What you will do
Reproduce the lines below unchanged, starting at the line that contains "Indicate a point on each instance of the brown boot, one" and continuing up to and including the line that contains "x=154, y=71".

Records to process
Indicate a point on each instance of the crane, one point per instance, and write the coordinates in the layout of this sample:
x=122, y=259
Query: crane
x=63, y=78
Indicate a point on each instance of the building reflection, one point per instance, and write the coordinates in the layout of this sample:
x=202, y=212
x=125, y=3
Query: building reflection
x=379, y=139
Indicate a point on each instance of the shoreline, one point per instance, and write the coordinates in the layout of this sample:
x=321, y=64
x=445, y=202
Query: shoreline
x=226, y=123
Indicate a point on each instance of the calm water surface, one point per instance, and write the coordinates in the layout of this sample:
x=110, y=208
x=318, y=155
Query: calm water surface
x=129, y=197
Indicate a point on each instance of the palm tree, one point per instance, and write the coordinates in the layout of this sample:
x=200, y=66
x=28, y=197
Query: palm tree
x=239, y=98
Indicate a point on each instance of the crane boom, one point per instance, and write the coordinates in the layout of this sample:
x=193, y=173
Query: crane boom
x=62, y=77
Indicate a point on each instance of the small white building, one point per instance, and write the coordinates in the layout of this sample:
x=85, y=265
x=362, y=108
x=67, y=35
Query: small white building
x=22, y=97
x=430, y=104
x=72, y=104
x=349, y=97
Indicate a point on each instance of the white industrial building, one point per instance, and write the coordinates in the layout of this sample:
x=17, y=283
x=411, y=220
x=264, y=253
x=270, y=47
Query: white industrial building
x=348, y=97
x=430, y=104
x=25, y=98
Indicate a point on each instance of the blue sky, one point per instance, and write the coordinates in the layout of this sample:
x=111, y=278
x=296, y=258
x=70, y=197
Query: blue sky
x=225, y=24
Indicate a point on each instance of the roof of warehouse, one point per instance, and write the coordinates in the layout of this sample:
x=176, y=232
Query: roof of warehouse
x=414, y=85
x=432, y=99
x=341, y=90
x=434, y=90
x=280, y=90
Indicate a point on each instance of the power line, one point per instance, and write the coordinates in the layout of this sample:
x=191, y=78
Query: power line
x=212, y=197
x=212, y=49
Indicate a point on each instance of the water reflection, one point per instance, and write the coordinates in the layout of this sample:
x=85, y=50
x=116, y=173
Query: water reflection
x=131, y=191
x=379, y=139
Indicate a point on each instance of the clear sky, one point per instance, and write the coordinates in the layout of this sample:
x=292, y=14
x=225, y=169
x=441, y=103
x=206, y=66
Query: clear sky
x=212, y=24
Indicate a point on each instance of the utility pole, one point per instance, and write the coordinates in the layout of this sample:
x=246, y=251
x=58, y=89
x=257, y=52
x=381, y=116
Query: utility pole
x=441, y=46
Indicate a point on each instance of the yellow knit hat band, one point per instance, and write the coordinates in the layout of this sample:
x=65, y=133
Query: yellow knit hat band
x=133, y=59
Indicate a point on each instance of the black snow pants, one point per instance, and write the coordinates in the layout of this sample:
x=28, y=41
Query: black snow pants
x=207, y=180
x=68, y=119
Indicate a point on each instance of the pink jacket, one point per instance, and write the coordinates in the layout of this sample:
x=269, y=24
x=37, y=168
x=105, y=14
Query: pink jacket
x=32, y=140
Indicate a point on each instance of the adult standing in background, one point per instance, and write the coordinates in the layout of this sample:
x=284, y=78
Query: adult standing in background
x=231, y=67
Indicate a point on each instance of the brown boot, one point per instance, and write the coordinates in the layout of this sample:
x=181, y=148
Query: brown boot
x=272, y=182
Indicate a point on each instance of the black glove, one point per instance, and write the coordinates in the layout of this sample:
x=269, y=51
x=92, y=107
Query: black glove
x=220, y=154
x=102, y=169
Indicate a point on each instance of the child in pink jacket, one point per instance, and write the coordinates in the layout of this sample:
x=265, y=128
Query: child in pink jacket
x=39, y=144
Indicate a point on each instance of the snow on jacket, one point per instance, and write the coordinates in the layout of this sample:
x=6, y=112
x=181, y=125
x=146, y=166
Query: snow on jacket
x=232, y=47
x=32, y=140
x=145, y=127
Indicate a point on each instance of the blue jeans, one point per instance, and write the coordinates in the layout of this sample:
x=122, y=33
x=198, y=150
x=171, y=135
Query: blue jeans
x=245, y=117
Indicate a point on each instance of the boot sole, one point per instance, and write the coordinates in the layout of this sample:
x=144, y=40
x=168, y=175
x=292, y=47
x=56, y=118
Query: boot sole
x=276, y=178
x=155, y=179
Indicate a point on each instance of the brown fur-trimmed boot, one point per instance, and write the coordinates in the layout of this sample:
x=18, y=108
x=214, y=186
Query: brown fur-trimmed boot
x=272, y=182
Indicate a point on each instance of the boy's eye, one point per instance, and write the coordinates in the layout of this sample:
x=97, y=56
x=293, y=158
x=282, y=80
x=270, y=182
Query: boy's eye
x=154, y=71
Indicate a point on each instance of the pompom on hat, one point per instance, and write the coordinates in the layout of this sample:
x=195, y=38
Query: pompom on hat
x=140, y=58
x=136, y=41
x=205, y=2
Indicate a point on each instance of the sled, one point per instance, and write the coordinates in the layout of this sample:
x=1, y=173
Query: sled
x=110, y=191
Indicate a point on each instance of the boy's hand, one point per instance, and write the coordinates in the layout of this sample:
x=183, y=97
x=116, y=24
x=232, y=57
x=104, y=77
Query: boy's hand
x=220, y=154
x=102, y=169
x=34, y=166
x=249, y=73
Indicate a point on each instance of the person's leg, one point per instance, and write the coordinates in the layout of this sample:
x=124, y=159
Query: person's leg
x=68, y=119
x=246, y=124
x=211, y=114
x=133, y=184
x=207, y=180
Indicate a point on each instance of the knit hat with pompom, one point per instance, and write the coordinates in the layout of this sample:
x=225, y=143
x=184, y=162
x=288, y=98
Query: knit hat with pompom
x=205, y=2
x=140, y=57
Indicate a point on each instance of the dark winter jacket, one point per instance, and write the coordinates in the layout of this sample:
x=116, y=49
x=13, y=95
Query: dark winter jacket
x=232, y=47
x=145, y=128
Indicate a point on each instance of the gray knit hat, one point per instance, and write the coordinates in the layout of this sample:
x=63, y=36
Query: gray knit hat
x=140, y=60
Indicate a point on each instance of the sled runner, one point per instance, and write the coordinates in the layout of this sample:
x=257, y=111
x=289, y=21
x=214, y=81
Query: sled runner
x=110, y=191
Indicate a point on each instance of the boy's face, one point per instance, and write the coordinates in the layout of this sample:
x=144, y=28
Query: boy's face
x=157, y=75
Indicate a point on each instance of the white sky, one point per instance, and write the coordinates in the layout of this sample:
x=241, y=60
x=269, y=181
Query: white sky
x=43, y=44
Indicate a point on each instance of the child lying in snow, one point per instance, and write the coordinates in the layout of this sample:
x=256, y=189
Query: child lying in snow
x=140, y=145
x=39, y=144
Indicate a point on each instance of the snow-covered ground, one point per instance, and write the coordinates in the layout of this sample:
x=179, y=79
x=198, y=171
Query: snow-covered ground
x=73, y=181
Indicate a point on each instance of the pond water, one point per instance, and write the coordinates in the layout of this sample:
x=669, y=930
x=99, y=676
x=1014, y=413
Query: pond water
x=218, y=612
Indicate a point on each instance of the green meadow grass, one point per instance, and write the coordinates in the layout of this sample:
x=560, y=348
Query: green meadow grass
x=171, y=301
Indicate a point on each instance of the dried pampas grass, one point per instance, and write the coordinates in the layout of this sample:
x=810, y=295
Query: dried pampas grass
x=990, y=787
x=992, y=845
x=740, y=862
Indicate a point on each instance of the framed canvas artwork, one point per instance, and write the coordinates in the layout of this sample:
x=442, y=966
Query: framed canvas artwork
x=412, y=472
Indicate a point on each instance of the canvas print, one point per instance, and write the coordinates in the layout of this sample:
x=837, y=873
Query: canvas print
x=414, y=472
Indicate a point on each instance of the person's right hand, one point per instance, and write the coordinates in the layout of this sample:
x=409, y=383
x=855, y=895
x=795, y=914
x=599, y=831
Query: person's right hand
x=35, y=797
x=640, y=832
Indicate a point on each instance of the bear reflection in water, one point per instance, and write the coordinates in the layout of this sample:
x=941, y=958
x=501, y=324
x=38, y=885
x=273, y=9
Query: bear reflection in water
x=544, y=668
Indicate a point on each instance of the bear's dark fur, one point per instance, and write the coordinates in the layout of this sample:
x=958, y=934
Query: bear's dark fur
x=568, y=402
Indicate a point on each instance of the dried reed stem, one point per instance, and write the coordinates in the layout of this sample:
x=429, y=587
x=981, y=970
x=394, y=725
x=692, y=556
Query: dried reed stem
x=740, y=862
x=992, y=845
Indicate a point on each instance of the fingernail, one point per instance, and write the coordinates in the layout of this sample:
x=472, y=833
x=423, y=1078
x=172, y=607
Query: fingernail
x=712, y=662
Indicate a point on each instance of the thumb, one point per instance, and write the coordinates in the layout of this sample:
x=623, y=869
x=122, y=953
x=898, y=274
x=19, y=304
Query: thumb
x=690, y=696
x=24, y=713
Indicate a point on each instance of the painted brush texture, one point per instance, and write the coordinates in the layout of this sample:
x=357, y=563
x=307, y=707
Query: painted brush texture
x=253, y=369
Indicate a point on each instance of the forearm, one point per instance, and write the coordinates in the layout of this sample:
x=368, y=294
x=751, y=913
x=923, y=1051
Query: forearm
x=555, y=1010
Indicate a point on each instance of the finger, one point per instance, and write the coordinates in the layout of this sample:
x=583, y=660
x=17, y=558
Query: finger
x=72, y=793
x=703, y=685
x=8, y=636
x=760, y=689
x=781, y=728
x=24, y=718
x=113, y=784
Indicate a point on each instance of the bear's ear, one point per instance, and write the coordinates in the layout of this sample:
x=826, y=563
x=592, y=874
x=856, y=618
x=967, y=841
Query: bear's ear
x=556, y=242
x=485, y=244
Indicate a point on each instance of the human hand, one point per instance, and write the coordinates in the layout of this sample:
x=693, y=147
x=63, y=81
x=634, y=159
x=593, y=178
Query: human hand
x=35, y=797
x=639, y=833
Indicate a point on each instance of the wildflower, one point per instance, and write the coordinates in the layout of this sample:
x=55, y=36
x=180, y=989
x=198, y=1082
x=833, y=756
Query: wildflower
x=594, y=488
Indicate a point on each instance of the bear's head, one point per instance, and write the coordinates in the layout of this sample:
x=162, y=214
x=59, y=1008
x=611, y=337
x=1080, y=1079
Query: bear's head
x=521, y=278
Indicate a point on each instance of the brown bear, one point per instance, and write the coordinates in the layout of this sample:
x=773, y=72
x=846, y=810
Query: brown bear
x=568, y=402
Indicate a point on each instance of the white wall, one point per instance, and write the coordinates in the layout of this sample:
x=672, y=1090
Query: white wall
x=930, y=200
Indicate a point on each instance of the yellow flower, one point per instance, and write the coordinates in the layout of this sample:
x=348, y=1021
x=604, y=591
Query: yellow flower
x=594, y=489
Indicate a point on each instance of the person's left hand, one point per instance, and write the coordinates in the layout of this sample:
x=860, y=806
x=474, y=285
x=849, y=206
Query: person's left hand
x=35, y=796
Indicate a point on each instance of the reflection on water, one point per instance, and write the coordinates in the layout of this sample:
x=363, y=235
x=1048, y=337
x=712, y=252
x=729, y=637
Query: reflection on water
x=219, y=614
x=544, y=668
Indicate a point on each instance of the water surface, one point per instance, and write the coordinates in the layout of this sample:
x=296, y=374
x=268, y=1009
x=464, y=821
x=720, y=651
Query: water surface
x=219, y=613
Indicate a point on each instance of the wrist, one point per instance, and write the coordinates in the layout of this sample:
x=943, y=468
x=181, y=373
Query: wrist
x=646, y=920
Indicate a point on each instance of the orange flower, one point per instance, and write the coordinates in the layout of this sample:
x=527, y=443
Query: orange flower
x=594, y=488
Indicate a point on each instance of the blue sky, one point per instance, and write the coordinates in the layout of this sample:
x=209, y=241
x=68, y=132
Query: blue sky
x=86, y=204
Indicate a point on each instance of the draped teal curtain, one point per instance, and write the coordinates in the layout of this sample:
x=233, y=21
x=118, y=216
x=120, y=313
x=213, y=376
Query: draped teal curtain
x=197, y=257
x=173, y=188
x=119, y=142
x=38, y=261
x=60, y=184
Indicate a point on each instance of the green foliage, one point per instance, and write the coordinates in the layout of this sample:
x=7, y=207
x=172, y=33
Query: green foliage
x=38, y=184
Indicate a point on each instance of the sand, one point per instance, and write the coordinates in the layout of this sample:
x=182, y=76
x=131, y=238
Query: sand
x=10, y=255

Solution to this task
Indicate a point on each instance of the brown boot, one point per instance, and write the coordinates in the layout of this sample:
x=181, y=148
Query: brown boot
x=272, y=182
Indicate a point on each instance of the black glove, one point per instance, and write the coordinates in the layout of this sample:
x=269, y=51
x=92, y=107
Query: black glove
x=220, y=154
x=102, y=169
Indicate a point on each instance of the child in pink jacket, one point per instance, and write the coordinates in the layout of this sample:
x=265, y=128
Query: child in pink jacket
x=39, y=144
Indicate a point on each instance of the snow on jacket, one point per instance, and write the coordinates in the layout of this sample:
x=6, y=112
x=181, y=125
x=146, y=166
Query: snow on jacket
x=232, y=47
x=32, y=140
x=145, y=127
Indicate a point on each instance of the blue jeans, one point per instance, and write the coordinates in the layout of this sample:
x=122, y=33
x=198, y=150
x=171, y=135
Query: blue jeans
x=245, y=117
Indicate a point on each instance of the boot sole, one point per instance, and write the coordinates in the layout of this sample:
x=144, y=40
x=168, y=175
x=292, y=47
x=56, y=118
Query: boot sole
x=276, y=178
x=155, y=179
Indicate a point on each instance of the brown fur-trimmed boot, one point per instance, and write the coordinates in the layout of this sample:
x=18, y=108
x=214, y=186
Query: brown fur-trimmed boot
x=272, y=182
Indicate a point on each instance of the boy's eye, one point per instance, and write the coordinates in the layout of this sample:
x=97, y=56
x=293, y=158
x=282, y=80
x=270, y=182
Query: boy's eye
x=154, y=71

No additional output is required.